---------- Information given ----------

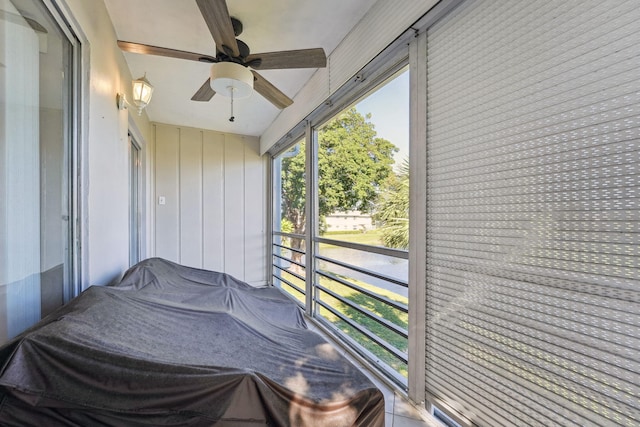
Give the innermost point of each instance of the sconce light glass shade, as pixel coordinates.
(231, 79)
(142, 91)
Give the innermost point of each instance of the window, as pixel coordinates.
(36, 134)
(358, 284)
(361, 272)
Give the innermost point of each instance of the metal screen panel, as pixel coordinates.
(533, 302)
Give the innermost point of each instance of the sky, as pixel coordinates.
(389, 108)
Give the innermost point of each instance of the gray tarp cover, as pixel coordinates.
(172, 345)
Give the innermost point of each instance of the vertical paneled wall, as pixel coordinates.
(210, 201)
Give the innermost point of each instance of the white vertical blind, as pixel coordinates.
(533, 292)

----------

> Written task
Go through the entries above and print each one exactly, minus the pictures.

> Response to this exercise
Give the innermost point of each instance of the sconce light glass shade, as pixel coordinates.
(231, 79)
(142, 91)
Give the innermost point of each instance of the window, as pixel coordinates.
(36, 134)
(358, 284)
(361, 272)
Give the innermost point of each instance of the metal screen panel, as pixel coordinates.
(533, 302)
Give the innermost point of each instance of the sky, as pixel coordinates.
(389, 108)
Give the innermost point of each instance of the gray tarp cover, as pixel coordinates.
(172, 345)
Give the innermost point of each instance of the vertical paneled wall, as pixel coordinates.
(210, 201)
Give the innermost point of each instance of the white vertical blind, as pixel coordinates.
(533, 292)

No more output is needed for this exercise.